Raw records -
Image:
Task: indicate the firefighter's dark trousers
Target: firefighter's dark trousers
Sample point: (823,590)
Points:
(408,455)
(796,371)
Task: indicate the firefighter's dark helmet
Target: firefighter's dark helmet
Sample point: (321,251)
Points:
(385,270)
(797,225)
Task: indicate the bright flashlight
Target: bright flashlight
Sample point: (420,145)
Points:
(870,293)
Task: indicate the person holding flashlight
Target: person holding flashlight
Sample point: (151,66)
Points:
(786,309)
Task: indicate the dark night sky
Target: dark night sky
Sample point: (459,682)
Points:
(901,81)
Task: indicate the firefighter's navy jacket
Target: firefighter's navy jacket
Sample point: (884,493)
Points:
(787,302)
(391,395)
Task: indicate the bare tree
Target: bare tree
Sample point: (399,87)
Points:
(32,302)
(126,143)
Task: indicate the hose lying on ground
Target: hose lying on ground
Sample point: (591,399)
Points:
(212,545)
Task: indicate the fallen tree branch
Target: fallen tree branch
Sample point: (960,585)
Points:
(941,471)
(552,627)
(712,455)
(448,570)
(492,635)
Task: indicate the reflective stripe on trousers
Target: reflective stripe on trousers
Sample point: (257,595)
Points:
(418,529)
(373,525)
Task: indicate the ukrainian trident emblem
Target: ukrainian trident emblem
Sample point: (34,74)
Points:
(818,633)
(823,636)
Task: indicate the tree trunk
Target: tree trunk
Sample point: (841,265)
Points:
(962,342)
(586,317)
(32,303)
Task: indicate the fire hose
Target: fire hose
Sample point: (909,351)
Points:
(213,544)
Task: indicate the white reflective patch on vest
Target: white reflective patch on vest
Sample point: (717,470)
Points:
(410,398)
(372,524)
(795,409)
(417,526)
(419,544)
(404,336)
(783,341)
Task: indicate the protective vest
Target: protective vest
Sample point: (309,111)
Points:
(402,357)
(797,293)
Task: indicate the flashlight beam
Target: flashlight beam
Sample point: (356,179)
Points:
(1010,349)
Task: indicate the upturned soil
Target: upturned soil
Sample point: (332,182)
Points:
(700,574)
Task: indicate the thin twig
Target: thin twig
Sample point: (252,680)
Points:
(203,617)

Stated task - Restate the data above word for word, please.

Expected answer -
Image:
Task: indicate the firefighter's dark trousers
Target: firefighter's dark trousers
Sample point: (823,590)
Points:
(408,455)
(796,371)
Task: indicate the firefighter's dark helmet
Target: firefighter's dark helmet
Sample point: (321,251)
Points:
(385,270)
(797,225)
Task: indicate the bright flashlight
Target: bright flashlight
Sample point: (420,145)
Points:
(870,293)
Task: indicate the person holding flashlight
Target: person holding flashlight
Sample point: (151,66)
Points:
(786,309)
Task: indicate the dark night sky
Target: dark night sky
Sample point: (459,682)
Points:
(901,81)
Task: indicate the firefighter's navy jacket
Target: firefighter's navy jacket
Sample point: (884,493)
Points:
(787,302)
(391,395)
Task: indicate the bare tree
Target: bare tree
Sample point: (399,87)
Points:
(32,302)
(126,143)
Task: indicate the hose lying on ground
Target: hose lying on ground
Sample point: (591,399)
Points:
(212,545)
Task: indicate the fallen tree branch
Target: fallen tree branch
Sample point: (960,585)
Points:
(941,471)
(552,627)
(712,455)
(448,570)
(492,635)
Task: indicate the reflective stripe on trousers
Target: reflective stripe on trousers
Sample point: (257,595)
Points:
(418,529)
(373,525)
Task: indicate the ukrainian trident emblem
Target: ukrainian trident emblem
Sample point: (34,74)
Points:
(818,633)
(823,636)
Task: indicate the tree trunk
Target: tree trunk
Sample point: (841,265)
Points:
(962,342)
(586,317)
(32,303)
Task: indicate the fire hose
Target: fire hose
Sample point: (909,351)
Points:
(213,544)
Task: indicate the white reflective patch on vest
Target: white reflective patch on vest
Sample point: (717,470)
Points:
(410,398)
(372,524)
(795,409)
(417,526)
(419,544)
(404,336)
(783,341)
Task: indicate the protective vest
Target: protective vest
Sample point: (309,111)
Points:
(402,357)
(797,293)
Task: indicate the flashlight beam
Target: flashlight beam
Sample point: (356,179)
Points:
(1010,349)
Task: indicate the upturned soil
Target: upturned soil
Sample point: (332,182)
Points:
(700,574)
Task: indicate the thin twig
Target: thin twig
Sample point: (252,680)
Points:
(203,617)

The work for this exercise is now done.